▶ **Work to do**
[1] In the Elasticsearch scroll script, rewrite the comment that begins "Run initial search/fetch" as a short list of its main points.
[2] Write out the part of the Elasticsearch scroll script from "tmp1=$0.tmp1" to "hits (index records).", character for character.

▶ **Selected passage**
☆ ☆ ☆ ☆

MJN All Blog Cheatsheets Elasticsearch GCP JS LinuxBash Misc Notes Other ShortcutKeys / - Search

Home / Elasticsearch / Fetch All Records From an Index using Scroll API


A bash script to fetch all records from an Elasticsearch index.

#!/bin/bash

# Scroll through all records in index 'mjn-tiny', reading 5 records at a time.
index=mjn-tiny
query_size=5

tmp1=$0.tmp1
tmp2=$0.tmp2

# Run initial search/fetch (no search criteria).  "sort": ["_doc"] is an Elasticsearch
# recommended performance setting.  Request a scroll key, set lifespan to 1 minute.
curl -s -X GET http://localhost:9200/$index/_search?scroll=1m \
     -H 'Content-Type: application/json' -d '
{
  "size":'$query_size',
  "sort": ["_doc"]
}
' > $tmp1

# Show the hits (index records).

☆ ☆ ☆ ☆

▶ **Data section**
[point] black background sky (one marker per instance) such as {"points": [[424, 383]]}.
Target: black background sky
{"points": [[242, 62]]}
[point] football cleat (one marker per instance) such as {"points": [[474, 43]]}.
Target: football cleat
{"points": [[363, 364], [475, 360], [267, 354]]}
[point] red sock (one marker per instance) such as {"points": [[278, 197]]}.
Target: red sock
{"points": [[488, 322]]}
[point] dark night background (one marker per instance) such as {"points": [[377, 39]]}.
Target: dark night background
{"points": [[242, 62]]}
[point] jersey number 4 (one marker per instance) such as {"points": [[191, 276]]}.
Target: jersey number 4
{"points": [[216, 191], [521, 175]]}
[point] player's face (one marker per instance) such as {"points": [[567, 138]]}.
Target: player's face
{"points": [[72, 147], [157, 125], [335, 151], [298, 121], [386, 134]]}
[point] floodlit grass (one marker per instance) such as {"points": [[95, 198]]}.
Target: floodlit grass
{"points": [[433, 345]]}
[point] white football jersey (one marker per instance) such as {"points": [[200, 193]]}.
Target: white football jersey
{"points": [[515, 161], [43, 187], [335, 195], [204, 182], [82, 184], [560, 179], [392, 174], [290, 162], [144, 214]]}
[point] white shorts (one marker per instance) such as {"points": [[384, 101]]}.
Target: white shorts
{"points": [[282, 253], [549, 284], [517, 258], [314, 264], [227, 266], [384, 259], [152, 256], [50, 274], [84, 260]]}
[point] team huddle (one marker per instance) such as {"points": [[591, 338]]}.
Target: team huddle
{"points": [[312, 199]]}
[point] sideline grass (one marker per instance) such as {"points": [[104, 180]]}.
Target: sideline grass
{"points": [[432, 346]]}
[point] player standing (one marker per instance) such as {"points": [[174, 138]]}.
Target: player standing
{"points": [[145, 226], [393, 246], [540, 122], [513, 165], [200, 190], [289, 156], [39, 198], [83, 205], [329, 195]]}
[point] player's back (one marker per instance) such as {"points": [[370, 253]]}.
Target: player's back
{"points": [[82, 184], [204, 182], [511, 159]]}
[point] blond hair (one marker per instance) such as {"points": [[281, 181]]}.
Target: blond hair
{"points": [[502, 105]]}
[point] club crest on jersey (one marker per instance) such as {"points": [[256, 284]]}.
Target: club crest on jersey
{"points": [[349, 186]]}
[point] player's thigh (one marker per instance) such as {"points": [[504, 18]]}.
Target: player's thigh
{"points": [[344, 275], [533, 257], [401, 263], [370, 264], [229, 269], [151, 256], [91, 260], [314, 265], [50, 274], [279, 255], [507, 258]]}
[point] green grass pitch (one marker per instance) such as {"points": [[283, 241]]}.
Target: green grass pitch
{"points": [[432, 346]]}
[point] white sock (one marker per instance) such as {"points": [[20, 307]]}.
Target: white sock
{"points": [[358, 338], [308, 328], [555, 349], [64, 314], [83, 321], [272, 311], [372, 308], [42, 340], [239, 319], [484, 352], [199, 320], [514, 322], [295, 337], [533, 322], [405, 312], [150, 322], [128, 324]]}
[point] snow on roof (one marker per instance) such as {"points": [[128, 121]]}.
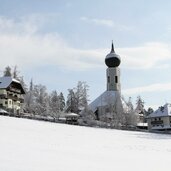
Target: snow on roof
{"points": [[72, 114], [6, 81], [106, 98], [162, 111], [3, 111]]}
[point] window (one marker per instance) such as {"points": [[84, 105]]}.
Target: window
{"points": [[116, 79]]}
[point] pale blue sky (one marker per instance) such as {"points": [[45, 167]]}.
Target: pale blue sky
{"points": [[61, 42]]}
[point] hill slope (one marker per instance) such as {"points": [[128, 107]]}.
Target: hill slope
{"points": [[27, 145]]}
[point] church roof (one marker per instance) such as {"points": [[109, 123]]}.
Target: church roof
{"points": [[162, 111], [107, 98]]}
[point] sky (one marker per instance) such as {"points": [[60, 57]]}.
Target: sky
{"points": [[60, 42]]}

☆ ☆ ☆ ☆

▶ **Answers to the tasks**
[1]
- It runs the initial search/fetch with no search criteria.
- "sort": ["_doc"] is a performance setting that Elasticsearch recommends.
- It requests a scroll key with a lifespan of 1 minute.

[2]
tmp1=$0.tmp1
tmp2=$0.tmp2

# Run initial search/fetch (no search criteria).  "sort": ["_doc"] is an Elasticsearch
# recommended performance setting.  Request a scroll key, set lifespan to 1 minute.
curl -s -X GET http://localhost:9200/$index/_search?scroll=1m \
     -H 'Content-Type: application/json' -d '
{
  "size":'$query_size',
  "sort": ["_doc"]
}
' > $tmp1

# Show the hits (index records).